━━ Given information ━━

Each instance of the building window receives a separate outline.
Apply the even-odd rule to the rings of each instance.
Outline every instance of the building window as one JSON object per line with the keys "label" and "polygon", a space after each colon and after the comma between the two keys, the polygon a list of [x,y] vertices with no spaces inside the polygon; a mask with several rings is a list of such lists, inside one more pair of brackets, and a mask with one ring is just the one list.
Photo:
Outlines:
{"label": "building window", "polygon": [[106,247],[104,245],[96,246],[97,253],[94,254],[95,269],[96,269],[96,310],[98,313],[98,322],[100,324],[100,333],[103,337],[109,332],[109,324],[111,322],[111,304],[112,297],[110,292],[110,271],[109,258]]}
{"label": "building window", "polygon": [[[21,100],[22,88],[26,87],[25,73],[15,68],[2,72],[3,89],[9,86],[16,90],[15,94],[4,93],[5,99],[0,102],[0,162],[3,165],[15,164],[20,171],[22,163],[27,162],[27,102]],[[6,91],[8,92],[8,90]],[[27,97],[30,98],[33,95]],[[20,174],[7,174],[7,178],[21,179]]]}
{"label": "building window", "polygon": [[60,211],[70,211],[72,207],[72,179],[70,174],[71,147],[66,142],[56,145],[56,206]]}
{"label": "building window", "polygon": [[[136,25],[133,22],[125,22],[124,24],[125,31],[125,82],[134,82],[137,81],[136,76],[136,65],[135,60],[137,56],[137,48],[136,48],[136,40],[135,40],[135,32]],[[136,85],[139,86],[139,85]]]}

━━━

Requirements
Reproduce the listing above in full, replacing every "instance" with "occurrence" and leaving all other text unchanged.

Exercise output
Each occurrence of the building window receives a separate outline.
Apply the even-odd rule to the rings of each occurrence.
Outline every occurrence of the building window as one JSON object per line with the keys "label" and "polygon", a space after each colon and after the comma between the two keys, the polygon a list of [x,y] vertices with no spaces inside the polygon; a mask with several rings is a list of such lists, inside one more pair of brackets, and a mask with one ring is just the one list.
Photo:
Outlines:
{"label": "building window", "polygon": [[106,247],[104,245],[96,246],[97,253],[94,254],[95,269],[96,269],[96,310],[98,313],[98,322],[100,324],[100,333],[103,337],[109,332],[109,324],[111,322],[111,304],[112,297],[110,292],[110,271],[109,258]]}
{"label": "building window", "polygon": [[[21,100],[22,88],[26,87],[25,73],[15,68],[2,72],[3,89],[9,86],[16,90],[15,94],[4,93],[5,99],[0,102],[0,162],[3,165],[15,164],[20,171],[22,163],[27,162],[27,102]],[[6,91],[8,92],[8,90]],[[27,97],[30,98],[33,95]],[[20,174],[7,174],[7,178],[21,179]]]}
{"label": "building window", "polygon": [[60,211],[70,211],[72,207],[72,179],[70,174],[71,147],[66,142],[56,145],[56,206]]}
{"label": "building window", "polygon": [[[136,25],[133,22],[125,22],[124,24],[125,31],[125,82],[134,82],[137,81],[136,76],[136,65],[135,60],[137,56],[137,48],[136,48],[136,40],[135,40],[135,32]],[[136,85],[139,86],[139,85]]]}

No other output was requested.